▸ Task set:
1. In the passage on Big Data for official statistics, which two general approaches did Elliott and Valliant outline for correcting self-selection biases?
2. Reproduce the passage on Big Data for official statistics word for word from "Data from behaviour" to "sentiment data [3].".
3. Carry on the passage on Big Data for official statistics from its last sentence.

▸ Source:
In recent times, commercial transactions data are being increasingly used for official statistics. Typical examples are the use of scanner data, and web scraping, to get prices to compile the Consumer Price Index [5], and telematics data collected by freight companies to track movement of vehicles for safety and efficiency and to compile freight statistics. An experimental study in the use of telematics data in the Australian Bureau of Statistics (ABS) is given in [6].

The “Internet of Things”, i.e. the interconnection via the Internet of computing devices embedded in everyday objects, enabling them to send and receive data, have provided potentially new data sources for official statistics. From the official statistics’ perspective, such sources included data from sensors e.g. earth observations data or satellite imagery for crop classification or yield statistics, smart meters for energy use statistics, and mobile phone data for tourism or population statistics. Experimental studies on the use of satellite imagery data for crop classification in the ABS by using State Space Models have been carried out [7, 8, 9].

Data from behaviour metrics and online opinions are also increasingly available from technology companies and there are also novel uses of these sources e.g. nowcasting [10] or sentiment data [3].

From the official statistics’ perspective, the collection of the above sources is considered as Big Data.

Tam and Clarke [11] outlined the benefits of using Big Data sources to improve the cost effectiveness in the production of official statistics, and also the challenges including the maintenance of trust in official statistics, which requires amongst other things, one’s ability to draw reliable statistical inference from such data sources, some of which are well known to suffer from self-selection biases. Elliott and Valliant [12] have outlined two general approaches for correcting such biases, i.e. the use of pseudo weights and super population models which require strong assumptions about the properties of the data. Tam [9] proposed a framework for analysing earth observations data using dynamic super population models for predicting crop classification and yields.

In this paper, we will address two dimensions in the use of Big Data, namely, ethics, and statistical adjustments that may be used to adjust for selection biases, from the point of view of official statistics.

▸ Entries supplied:
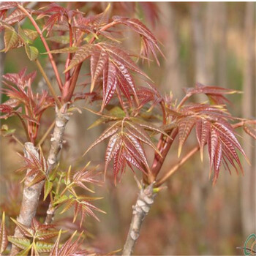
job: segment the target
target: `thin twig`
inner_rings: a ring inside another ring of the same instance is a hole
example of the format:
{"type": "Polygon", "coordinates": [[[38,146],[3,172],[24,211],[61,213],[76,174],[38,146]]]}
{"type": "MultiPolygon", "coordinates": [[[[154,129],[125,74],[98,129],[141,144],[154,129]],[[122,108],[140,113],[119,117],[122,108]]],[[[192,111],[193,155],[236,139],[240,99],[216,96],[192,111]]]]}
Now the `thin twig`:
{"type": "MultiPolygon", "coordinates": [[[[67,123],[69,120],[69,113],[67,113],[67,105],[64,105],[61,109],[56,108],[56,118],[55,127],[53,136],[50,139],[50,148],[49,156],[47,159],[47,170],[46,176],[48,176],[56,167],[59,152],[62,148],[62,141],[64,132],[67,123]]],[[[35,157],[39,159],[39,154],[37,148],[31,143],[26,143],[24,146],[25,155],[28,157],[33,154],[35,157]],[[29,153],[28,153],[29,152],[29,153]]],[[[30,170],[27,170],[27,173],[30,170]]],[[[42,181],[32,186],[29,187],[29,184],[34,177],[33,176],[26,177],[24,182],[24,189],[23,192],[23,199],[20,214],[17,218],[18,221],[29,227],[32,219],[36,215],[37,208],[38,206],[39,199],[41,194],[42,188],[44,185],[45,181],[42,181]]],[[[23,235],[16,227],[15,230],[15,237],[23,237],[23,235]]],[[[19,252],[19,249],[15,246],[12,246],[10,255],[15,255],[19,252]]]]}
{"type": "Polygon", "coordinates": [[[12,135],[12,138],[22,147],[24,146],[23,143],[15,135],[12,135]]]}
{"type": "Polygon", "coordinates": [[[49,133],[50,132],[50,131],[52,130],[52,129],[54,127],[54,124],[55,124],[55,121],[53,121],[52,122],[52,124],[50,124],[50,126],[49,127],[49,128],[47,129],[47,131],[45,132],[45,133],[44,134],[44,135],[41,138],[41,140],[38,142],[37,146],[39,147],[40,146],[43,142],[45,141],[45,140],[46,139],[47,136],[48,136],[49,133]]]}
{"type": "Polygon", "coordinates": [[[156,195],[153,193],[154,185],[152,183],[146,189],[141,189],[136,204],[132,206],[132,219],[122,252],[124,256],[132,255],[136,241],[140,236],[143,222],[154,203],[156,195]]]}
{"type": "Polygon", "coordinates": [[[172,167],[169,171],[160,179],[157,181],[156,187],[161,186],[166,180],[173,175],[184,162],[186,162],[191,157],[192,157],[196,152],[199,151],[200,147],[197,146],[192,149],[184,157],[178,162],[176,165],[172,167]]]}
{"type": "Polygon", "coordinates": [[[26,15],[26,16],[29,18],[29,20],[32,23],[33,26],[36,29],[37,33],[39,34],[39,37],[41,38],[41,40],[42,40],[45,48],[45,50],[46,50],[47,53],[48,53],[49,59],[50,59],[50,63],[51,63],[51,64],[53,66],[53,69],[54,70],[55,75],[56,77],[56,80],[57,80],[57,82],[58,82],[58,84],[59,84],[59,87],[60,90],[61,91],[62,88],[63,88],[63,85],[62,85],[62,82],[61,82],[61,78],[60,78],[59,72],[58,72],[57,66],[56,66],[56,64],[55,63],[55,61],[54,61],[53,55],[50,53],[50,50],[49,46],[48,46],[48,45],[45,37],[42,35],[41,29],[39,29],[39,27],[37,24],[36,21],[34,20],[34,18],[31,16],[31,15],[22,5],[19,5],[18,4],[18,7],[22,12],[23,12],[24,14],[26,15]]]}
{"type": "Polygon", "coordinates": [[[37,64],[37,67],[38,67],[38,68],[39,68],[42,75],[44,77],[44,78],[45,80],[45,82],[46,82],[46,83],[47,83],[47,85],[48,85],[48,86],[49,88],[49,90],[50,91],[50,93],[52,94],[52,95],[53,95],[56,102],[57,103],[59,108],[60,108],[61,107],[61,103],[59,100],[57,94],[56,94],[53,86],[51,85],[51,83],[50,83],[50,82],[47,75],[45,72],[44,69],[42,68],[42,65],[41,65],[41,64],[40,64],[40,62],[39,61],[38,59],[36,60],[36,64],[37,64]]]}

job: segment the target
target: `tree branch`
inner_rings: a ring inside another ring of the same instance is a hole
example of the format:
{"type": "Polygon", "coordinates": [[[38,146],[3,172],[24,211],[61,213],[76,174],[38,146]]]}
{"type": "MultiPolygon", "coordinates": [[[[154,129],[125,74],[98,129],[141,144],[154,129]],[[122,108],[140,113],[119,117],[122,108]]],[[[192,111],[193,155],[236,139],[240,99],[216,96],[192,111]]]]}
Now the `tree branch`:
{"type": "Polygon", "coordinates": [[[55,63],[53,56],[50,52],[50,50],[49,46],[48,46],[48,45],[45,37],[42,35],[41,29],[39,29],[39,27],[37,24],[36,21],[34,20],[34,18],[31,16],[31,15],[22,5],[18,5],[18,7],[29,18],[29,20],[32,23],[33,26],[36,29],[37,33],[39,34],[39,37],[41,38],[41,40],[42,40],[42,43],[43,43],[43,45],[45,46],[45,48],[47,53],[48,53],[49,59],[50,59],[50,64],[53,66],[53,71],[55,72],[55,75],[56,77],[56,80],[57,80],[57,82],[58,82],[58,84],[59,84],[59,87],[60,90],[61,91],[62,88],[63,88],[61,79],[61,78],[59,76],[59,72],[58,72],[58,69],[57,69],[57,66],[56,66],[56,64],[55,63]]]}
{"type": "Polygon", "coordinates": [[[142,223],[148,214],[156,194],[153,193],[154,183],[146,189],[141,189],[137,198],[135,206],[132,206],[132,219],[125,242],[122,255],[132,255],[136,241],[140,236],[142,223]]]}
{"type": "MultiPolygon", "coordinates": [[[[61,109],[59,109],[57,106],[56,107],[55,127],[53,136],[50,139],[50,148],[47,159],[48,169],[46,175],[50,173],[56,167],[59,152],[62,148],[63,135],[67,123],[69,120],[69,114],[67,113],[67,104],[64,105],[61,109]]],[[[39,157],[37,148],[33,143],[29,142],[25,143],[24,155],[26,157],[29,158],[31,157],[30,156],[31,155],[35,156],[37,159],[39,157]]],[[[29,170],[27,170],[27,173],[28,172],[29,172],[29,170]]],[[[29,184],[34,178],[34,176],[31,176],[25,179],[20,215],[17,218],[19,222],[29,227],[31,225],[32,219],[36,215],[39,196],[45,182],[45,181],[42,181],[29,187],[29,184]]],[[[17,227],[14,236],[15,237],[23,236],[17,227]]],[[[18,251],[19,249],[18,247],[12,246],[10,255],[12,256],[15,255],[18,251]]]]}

* * *

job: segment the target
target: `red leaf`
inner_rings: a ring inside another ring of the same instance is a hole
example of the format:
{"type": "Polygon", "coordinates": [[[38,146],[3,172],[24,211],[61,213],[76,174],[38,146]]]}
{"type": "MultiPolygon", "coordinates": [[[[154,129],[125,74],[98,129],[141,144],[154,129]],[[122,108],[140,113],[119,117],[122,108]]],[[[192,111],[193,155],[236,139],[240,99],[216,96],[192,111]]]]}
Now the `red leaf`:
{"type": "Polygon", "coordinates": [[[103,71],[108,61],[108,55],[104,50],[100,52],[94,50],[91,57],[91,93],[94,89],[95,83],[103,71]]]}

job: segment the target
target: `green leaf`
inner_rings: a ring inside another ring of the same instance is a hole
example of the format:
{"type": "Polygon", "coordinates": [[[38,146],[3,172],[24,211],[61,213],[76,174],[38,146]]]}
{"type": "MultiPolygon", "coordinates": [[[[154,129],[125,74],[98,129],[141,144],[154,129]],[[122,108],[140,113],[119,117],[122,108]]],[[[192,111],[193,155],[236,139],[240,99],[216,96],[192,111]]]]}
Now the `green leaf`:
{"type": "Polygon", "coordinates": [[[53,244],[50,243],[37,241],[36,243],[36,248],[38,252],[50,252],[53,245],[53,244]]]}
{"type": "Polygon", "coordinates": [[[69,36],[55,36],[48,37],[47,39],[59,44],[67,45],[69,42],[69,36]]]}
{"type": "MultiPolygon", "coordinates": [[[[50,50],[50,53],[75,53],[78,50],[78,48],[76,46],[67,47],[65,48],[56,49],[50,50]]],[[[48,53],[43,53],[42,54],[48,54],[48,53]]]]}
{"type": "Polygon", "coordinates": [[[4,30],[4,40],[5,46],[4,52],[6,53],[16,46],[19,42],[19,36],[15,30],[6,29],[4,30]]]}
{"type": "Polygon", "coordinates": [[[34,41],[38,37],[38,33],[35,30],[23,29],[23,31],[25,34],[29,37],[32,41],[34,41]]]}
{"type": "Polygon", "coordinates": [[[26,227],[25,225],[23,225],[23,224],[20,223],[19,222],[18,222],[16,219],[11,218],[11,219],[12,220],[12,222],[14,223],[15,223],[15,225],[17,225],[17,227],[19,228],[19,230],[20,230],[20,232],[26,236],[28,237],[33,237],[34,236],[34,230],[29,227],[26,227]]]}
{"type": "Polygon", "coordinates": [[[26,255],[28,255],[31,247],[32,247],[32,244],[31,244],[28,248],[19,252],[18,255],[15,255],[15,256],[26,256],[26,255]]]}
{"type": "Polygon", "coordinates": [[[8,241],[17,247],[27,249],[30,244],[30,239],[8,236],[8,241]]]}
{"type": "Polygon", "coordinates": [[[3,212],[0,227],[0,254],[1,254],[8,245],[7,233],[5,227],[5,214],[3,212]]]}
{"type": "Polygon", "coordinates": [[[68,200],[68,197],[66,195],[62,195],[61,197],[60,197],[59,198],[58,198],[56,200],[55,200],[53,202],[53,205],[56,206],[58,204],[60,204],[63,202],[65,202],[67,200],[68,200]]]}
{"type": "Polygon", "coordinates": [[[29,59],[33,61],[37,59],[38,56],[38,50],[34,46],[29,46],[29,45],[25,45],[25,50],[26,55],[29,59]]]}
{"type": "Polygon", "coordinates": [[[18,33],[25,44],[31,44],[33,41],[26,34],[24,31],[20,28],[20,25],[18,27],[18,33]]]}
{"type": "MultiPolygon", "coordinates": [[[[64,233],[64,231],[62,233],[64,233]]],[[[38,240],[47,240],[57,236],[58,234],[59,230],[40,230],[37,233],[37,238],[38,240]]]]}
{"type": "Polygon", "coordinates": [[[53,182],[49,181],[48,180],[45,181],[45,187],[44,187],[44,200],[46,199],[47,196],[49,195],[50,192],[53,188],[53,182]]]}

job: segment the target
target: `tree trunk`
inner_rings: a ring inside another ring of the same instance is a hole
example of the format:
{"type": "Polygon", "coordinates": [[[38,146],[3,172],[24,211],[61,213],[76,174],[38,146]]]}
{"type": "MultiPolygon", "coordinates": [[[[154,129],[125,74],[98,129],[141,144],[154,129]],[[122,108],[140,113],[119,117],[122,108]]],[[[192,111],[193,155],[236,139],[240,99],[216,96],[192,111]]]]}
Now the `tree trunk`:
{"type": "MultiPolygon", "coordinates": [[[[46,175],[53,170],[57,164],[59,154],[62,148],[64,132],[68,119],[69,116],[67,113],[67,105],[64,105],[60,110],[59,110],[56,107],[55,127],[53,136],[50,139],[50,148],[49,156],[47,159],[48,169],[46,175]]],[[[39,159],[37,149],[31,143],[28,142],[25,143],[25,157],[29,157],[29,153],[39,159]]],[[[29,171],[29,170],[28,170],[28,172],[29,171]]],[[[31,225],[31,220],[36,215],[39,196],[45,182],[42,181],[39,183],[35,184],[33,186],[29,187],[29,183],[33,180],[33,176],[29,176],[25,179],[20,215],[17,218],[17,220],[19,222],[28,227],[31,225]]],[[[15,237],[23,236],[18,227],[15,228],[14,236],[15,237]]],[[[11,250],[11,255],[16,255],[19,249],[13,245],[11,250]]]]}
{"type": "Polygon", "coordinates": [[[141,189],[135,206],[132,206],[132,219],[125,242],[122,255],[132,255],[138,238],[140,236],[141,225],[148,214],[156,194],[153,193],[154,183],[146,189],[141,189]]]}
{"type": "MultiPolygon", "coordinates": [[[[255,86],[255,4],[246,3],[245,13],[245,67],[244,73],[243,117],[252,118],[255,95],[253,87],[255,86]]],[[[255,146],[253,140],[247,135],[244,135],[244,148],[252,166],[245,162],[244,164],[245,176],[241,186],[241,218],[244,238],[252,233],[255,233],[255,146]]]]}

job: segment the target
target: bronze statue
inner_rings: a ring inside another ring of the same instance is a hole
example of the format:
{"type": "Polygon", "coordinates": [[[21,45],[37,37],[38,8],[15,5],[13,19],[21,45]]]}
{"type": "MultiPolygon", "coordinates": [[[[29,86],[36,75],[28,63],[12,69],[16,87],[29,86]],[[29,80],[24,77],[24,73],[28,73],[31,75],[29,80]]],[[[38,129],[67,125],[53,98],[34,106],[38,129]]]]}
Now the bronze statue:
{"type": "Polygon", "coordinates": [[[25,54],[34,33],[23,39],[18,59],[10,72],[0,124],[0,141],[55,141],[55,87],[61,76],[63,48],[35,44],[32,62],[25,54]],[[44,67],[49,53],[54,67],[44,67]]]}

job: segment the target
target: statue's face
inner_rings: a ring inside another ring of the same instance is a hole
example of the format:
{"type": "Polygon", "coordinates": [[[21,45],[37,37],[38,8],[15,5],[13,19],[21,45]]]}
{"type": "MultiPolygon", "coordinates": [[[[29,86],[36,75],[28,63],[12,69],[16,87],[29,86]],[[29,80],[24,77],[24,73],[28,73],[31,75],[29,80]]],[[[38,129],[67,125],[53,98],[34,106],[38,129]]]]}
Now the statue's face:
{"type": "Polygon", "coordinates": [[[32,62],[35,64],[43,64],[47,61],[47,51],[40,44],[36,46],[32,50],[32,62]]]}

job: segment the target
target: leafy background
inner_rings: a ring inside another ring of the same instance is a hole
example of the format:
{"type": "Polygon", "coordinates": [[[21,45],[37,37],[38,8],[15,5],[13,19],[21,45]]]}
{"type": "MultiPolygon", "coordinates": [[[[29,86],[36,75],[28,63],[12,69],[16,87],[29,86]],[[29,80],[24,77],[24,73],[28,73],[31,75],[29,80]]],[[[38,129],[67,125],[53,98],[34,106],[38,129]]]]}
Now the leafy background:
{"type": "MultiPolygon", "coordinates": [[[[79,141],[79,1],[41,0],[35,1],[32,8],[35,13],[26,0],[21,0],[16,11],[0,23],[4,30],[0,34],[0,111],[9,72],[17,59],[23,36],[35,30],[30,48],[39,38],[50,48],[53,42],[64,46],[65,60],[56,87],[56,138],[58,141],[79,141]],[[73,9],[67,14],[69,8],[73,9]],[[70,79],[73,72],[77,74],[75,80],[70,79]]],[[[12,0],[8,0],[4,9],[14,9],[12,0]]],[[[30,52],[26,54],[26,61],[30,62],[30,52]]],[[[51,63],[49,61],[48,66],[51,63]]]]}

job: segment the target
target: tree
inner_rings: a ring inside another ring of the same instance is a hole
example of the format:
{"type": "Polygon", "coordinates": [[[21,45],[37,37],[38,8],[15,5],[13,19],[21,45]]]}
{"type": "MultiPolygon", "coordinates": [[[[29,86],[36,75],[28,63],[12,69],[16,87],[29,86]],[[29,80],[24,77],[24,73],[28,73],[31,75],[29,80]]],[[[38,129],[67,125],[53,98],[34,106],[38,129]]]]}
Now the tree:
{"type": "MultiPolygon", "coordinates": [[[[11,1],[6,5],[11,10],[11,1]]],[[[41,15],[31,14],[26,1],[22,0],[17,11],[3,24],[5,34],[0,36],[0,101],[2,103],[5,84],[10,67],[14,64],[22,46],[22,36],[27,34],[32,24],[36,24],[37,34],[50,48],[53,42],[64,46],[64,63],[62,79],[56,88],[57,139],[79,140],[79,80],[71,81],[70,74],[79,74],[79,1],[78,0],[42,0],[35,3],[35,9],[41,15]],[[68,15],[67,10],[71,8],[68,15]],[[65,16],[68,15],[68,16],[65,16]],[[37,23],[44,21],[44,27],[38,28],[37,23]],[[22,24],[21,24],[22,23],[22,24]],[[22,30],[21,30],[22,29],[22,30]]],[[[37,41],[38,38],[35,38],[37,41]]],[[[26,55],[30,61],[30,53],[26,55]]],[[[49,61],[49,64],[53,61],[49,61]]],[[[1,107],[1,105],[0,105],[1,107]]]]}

▸ Written responses:
1. The use of pseudo weights and super population models.

2.
Data from behaviour metrics and online opinions are also increasingly available from technology companies and there are also novel uses of these sources e.g. nowcasting [10] or sentiment data [3].

3.
2.Ethics and trust

According to Wikpedia, ethics are:

“…moral principles that govern one’s behaviour or the conduct of an activity”

and the principles underpinning professional ethics include:

“…honesty, integrity, transparency, accountability, confidentiality, objectivity, and acting lawfully…”

which are also espoused in the UN Fundamental Principles [2], the International Statistical Institute’s “Declaration on Professional Ethics” [13], and the Codes of many professional statistical associations, e.g. American Statistical Association [14].

Trust is the currency for official statistics. If official statisticians act unethically, official statistics and the institutions producing these statistics will lose the trust from the users of the statistics. Whilst trust takes years to build, it does not take long to lose it, as well stated in the Dutch proverb: “Vertrouwen komt te voet en vertrekt te paard”.

3.Ethical challenges

The ethical challenges faced by official statisticians when using Big Data are:

• The boundary between public good and private good;
• Privacy and confidentiality;
• Transparency;
• Equity of access; and
• Informed use of information.

In addressing these ethical challenges, the official statistician will be guided by such values as professional integrity, rights of society vs rights of data custodians, and rights of individuals.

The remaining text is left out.